### Aim of the exercise:
Repeat every one of the rows below word for word, changing nothing.

### Provided data:
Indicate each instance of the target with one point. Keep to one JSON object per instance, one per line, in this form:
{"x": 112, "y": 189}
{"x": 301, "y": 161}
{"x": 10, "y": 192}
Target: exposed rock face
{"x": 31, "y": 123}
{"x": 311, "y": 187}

### Result for this exercise:
Indicate each instance of the target with one point. Keep to one JSON object per instance, one per line, in this form:
{"x": 112, "y": 189}
{"x": 301, "y": 161}
{"x": 10, "y": 192}
Target: exposed rock face
{"x": 31, "y": 123}
{"x": 311, "y": 187}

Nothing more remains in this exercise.